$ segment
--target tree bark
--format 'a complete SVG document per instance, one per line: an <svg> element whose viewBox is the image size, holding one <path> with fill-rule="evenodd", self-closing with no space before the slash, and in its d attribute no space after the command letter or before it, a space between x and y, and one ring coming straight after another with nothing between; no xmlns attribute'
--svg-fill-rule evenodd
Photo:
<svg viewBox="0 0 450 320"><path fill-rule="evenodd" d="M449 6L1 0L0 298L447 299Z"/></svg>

• REQUIRED TASK
Lay out every line of the listing above as a numbered list, dropping any blank lines.

• WRITTEN ANSWER
1. $ segment
2. --target tree bark
3. --format 'a complete SVG document per instance, one per line: an <svg> element whose viewBox is the image size, holding one <path> with fill-rule="evenodd", self-closing with no space before the slash, and in its d attribute no space after the command letter or before it, a space between x and y, and one ring coming straight after another with nothing between; no xmlns attribute'
4. --svg-fill-rule evenodd
5. Photo:
6. <svg viewBox="0 0 450 320"><path fill-rule="evenodd" d="M449 6L1 0L0 298L447 299Z"/></svg>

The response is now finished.